- _Exercises to complete_:
a) Decide whether each statement below agrees with the article on Vitalis Okeyo's death, answering yes or no and quoting the deciding words of the article: (i) Okeyo parked outside a hospital in Bondo to get a Covid-19 vaccination; (ii) police demanded Sh40,000 as a fine for riding the motorbike without a license; (iii) Okeyo's body was found at the local mortuary on Saturday.
b) Copy out the part of the article on Vitalis Okeyo's death that begins at the words "- Cops are said" and stops after "of his life.", replacing "motorbike" with "motorcycle" everywhere it occurs.
c) Proceed with the article on Vitalis Okeyo's death, continuing from where it stops.

══ Excerpt provided

- Cops are said to have demanded that Okinda pays Sh40,000 cash as fine for riding the motorbike without insurance. He could not raise the money.
- He would spend the weekend in the cells only for his body to be found at the local mortuary on Monday.
Vitalis Okeyo, 26, had parked his motorbike outside a hospital in Bondo to get a Covid-19 vaccination last Friday. Little did he know he was in the last days of his life.
When he got out of the health facility, his motorbike was missing. He was told officers from the Bondo subcounty police headquarters had impounded it.
So Okeyo rushed to the station to see if he could get it.
At the station, he was arrested. Police are said to have demanded Sh40,000 as a fine for riding the motorbike without insurance. He could not raise the money.
Okeyo spent the weekend in the cells. His body was found at the local mortuary on Monday.
According to his mother Angeline Okinda, Okeyo's body “had clear signs of torture marks.”
“I started crying and told the police they had killed my son. When I went to the mortuary, I found my son with torture marks all over his body,” she said.
"He had wounds all over and had swellings as well on most parts of the body," she added.
Reports also suggested that Vitalis had blood stained cloths in addition to the alleged torture wounds.
The deceased's brother Elija Okinda said the marks on the body suggest that he was struggling to be let go by his captors.
“I have no peace for what has happened. I want to find closure. I want to know why my son was brutally killed. I want justice to prevail,” the mother said.

════
══ Exercise data

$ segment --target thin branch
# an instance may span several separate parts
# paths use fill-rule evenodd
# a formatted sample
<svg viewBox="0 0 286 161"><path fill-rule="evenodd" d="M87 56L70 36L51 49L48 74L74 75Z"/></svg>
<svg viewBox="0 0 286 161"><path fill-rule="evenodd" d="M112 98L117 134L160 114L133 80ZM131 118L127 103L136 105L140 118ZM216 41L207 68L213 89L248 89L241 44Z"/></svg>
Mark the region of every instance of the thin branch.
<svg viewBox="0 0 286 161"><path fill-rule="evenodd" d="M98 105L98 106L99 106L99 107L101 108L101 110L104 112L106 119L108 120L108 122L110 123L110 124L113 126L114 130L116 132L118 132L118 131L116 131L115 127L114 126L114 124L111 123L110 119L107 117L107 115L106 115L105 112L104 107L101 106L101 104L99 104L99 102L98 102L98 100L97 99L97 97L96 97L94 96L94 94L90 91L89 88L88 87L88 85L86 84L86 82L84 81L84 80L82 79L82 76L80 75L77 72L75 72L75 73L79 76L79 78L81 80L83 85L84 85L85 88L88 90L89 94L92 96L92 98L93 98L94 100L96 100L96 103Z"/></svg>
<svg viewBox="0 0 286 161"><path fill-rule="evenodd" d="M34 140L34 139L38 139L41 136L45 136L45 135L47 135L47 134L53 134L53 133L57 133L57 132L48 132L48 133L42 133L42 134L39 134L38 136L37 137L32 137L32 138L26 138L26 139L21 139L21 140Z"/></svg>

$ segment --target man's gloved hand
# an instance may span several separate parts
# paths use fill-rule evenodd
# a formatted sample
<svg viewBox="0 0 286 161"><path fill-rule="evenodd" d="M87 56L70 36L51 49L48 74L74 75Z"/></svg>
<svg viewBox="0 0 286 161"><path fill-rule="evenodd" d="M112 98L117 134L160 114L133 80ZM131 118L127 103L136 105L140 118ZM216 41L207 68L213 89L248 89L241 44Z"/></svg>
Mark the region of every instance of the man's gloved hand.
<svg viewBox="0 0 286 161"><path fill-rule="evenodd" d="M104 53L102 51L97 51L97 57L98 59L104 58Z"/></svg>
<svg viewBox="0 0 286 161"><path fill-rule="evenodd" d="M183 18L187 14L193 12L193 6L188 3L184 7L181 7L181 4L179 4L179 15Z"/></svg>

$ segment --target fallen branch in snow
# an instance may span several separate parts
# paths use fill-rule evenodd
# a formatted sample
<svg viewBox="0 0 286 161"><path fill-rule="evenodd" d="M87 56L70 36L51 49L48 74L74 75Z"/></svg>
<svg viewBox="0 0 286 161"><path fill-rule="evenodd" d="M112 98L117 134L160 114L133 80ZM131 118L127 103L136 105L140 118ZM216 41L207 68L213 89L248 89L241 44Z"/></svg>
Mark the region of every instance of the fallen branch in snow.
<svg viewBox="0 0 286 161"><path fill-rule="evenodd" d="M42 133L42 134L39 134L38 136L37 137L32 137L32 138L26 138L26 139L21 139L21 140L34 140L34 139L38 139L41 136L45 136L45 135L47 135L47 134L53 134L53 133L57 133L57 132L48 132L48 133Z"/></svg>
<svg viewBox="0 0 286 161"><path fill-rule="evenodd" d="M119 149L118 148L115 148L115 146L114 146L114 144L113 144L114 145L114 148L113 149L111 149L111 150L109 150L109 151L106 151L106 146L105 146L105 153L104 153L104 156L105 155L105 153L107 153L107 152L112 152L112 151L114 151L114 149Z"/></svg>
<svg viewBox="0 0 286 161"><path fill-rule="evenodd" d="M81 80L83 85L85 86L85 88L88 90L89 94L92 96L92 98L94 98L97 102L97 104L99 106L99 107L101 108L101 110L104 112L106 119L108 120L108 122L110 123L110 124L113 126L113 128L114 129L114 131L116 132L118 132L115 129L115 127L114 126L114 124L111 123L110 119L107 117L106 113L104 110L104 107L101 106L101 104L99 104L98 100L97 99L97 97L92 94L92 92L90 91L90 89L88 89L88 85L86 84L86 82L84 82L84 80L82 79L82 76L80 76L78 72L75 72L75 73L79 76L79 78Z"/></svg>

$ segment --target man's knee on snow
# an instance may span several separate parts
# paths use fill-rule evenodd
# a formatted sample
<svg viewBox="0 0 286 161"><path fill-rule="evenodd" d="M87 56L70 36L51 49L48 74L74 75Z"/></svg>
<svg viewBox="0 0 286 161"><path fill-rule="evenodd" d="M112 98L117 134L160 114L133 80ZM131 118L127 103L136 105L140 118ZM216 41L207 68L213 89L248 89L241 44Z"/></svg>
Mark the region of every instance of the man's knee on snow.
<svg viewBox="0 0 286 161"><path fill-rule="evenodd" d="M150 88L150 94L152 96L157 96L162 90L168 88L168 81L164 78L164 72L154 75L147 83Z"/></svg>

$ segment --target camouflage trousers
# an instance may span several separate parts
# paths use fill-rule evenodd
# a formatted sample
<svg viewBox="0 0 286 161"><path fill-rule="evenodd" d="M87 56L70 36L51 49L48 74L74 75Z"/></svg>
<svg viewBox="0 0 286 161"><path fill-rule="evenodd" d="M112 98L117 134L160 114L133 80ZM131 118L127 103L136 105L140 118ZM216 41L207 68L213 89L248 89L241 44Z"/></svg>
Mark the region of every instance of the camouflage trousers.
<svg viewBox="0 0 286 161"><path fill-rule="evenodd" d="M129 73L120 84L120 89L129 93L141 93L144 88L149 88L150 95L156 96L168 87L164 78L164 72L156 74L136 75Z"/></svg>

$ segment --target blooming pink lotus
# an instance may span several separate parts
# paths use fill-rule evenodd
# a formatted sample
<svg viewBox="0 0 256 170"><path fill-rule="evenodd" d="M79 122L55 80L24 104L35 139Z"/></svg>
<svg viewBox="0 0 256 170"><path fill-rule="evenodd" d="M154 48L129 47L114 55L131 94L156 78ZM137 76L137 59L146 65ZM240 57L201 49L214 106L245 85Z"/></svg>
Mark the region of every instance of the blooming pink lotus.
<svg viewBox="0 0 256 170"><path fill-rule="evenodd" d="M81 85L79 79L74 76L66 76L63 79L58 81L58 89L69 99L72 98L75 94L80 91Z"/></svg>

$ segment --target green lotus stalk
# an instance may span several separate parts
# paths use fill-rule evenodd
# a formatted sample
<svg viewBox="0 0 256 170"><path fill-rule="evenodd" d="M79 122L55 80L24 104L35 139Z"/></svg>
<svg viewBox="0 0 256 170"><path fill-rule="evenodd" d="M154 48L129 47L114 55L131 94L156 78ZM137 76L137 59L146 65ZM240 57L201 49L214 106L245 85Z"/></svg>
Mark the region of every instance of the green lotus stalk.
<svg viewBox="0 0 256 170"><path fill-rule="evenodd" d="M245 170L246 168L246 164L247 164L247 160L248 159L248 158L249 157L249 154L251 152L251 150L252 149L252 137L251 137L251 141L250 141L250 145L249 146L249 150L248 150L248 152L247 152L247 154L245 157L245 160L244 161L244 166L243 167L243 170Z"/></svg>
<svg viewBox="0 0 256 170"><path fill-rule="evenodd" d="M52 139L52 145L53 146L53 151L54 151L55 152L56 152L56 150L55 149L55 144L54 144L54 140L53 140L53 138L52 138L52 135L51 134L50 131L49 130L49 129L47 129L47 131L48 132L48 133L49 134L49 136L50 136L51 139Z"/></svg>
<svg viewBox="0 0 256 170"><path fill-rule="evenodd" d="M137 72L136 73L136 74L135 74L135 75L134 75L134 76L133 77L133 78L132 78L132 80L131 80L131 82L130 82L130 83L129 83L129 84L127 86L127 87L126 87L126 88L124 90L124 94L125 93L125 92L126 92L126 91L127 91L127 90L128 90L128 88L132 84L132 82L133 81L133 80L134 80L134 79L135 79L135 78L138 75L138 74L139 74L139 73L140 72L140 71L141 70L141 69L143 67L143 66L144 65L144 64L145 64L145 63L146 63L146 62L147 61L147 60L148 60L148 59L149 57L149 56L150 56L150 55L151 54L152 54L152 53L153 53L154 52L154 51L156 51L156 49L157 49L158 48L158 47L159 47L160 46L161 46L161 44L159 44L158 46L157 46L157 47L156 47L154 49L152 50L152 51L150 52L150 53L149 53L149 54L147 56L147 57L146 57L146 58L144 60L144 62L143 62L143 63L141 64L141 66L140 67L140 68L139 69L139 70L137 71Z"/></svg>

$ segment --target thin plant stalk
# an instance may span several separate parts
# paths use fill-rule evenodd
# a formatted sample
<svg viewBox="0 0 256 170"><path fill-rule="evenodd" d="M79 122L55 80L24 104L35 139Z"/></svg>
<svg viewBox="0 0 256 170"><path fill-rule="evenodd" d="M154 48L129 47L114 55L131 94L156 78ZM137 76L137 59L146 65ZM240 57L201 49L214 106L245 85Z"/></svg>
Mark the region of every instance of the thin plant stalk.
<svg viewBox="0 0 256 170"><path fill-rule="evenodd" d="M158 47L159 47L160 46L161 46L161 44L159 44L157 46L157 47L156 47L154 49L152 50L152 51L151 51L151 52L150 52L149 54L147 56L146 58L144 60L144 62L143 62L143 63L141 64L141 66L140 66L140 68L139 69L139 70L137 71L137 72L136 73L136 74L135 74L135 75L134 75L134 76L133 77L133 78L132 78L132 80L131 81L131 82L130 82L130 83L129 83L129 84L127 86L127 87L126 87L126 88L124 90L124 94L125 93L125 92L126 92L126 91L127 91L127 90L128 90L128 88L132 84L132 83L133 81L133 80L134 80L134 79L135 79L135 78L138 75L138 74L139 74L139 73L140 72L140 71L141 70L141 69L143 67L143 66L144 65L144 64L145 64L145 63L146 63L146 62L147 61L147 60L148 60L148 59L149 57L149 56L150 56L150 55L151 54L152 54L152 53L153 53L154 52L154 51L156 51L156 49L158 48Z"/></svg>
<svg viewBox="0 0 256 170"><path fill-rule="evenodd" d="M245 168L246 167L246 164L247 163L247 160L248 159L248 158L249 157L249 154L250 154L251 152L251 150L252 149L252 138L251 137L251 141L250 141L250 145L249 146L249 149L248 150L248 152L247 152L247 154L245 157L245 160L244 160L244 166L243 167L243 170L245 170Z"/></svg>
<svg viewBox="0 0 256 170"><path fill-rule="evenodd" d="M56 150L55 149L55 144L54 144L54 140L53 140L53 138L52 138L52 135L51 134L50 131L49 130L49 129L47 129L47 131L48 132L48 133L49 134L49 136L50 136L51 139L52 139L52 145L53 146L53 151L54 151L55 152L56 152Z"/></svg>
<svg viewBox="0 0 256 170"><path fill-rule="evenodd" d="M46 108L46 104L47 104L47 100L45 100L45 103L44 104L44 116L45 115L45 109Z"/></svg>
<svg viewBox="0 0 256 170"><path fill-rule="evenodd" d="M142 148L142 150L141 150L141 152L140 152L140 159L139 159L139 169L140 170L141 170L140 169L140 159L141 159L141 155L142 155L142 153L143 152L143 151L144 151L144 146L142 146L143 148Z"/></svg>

════

- _Answers for this exercise_:
a)
(i) Yes: "had parked his motorbike outside a hospital in Bondo to get a Covid-19 vaccination last Friday."
(ii) No: "Police are said to have demanded Sh40,000 as a fine for riding the motorbike without insurance."
(iii) No: "His body was found at the local mortuary on Monday."

b)
- Cops are said to have demanded that Okinda pays Sh40,000 cash as fine for riding the motorcycle without insurance. He could not raise the money.
- He would spend the weekend in the cells only for his body to be found at the local mortuary on Monday.
Vitalis Okeyo, 26, had parked his motorcycle outside a hospital in Bondo to get a Covid-19 vaccination last Friday. Little did he know he was in the last days of his life.

c)
The news about the alleged torture and death of Vitalis in police custody sparked riots in Bondo town on Tuesday.
But police watchdog Ipoa said on Wednesday that it had launched investigation into the death and that its team had been dispatched to the scene on Tuesday to obtain whatever information they could get.
Ipoa chairperson Anne Makori said the authority will rely on information from the investigations and that any fault on the part of the officers will be punished.
"On completion, where fault is found, the authority will not hesitate to make recommendations, including but not limited to prosecution," she said.
Makori said Ipoa was also probing two other cases of suspected extrajudicial killing by the police in Mandera and Meru counties.
In Mandera, she said, her officers are investigating the circumstances of death of Ibrahim Omar while in Meru they are probing that of Pharis Karani Gitobu.
Gatobu was shot and injured by police officers from Imenti South subcounty in Meru on Tuesday for allegedly not wearing a face mask in public.